Last night I highlighted what was a lackluster quarter of equity trading which continued today with more institutional distribution but low volume and very poor breadth. Gold once again was taken to the woodshed and the culprit, besides soaring US Treasury yields is what usually follows in tandem:
King Dollar is destroying the price of gold in US dollars. It’s obliterating silver priced in US dollars also.
One of the FinTwit bloggers I follow discussed this with his chart and observations in this posting:
Normally, I would agree with his analysis. The problem is that there is no apples to apples comparison using RSI because of several factors:
- Geopolitical instability isn’t to the point of making gold a viable option.
- The US National debt and deficits were not even close to how high they are now.
- QE was still fully engaged in 2018 and there was a similar mentality in December of 2018 for gold as there was during the Great Financial Crisis(GFC).
- Inflation, even BLS fictional versions, was relatively tame during the 2014-2018 time period.
Thus let’s review gold’s performance during the GFC when it was liquidated ferociously before it rallied to new highs.

* WHAT TO DO: Please write what comes next in the gold market commentary above, picking up after its final sentence. The rows that come next have no connection to the gold market commentary.

* DATA ENTRIES:
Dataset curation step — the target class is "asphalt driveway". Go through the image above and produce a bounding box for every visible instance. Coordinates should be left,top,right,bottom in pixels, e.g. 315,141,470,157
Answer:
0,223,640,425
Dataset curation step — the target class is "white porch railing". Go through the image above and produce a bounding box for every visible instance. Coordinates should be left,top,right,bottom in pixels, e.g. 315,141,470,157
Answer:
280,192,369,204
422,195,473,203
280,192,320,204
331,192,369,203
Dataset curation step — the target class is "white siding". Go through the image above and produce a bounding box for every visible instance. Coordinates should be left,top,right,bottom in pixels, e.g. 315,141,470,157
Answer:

* * *

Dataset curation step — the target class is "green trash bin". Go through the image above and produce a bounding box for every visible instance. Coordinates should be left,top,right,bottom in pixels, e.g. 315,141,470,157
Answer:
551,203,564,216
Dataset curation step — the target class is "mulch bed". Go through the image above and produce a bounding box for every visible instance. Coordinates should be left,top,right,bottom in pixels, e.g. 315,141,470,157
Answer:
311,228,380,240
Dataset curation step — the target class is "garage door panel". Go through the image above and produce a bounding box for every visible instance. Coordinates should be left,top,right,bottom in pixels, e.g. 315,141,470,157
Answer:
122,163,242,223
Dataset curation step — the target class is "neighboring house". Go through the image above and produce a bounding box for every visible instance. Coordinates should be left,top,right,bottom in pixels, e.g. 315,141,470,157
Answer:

* THE OUTPUT:
If one notes, as the severity of the crisis unfolded, more gold was sold to raise cash to cover losses. This is not unusual but in the period from the failures of Fannie and Freddie through the maelstrom of September 08 through December, gold remained weak as holding cash, physical cash, was more important.
Gold might be, as are the major currencies, and the US Treasury market overseas, sending a warning about the credit worthiness of the United States and its ability to finance our lavish spending into the future without permanent stagflation. Keep in mind, the rest of the world is evolving with new financial arrangements being made between nations almost daily.
In the end however, settlements in US dollars will continue as while Rome wasn’t built in a day, the Pound Sterling did not collapse in a year also. Thus as nations with dollar denominated obligations need the currency, the valuations will stay higher for longer until something better can be implemented.
As of this writing, it is my opinion that gold has a reasonable chance to test the low to mid $1600 range before consolidating and silver settling around a range of $16.25 to $17 before rallying next year. There is one wild card and that is of course geopolitical unrest. At that point in time, all bets are off because no one has a clue as to what will truly become the flight to safety until the dosimeters start to calm down.
If the precious metals complex does test those ranges however, I would back that truck up immediately because at some point, the Fed will have to bail out the US Treasury market, and that would be somewhere north of the US 10 year breaking above 10% yields.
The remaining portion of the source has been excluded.